Start of Block

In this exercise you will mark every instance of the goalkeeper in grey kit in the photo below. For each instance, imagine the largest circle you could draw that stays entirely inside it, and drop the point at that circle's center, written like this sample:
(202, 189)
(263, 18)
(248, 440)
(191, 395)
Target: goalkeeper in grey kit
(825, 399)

End of Block

* TASK DESCRIPTION: Please set down all of the data above again, matching it exactly.

* RESPONSE FOR THIS EXERCISE:
In this exercise you will mark every instance of the goalkeeper in grey kit in the photo below. For each instance, imagine the largest circle you could draw that stays entirely inside it, and drop the point at that circle's center, written like this sample:
(202, 189)
(263, 18)
(248, 440)
(191, 395)
Target: goalkeeper in grey kit
(825, 399)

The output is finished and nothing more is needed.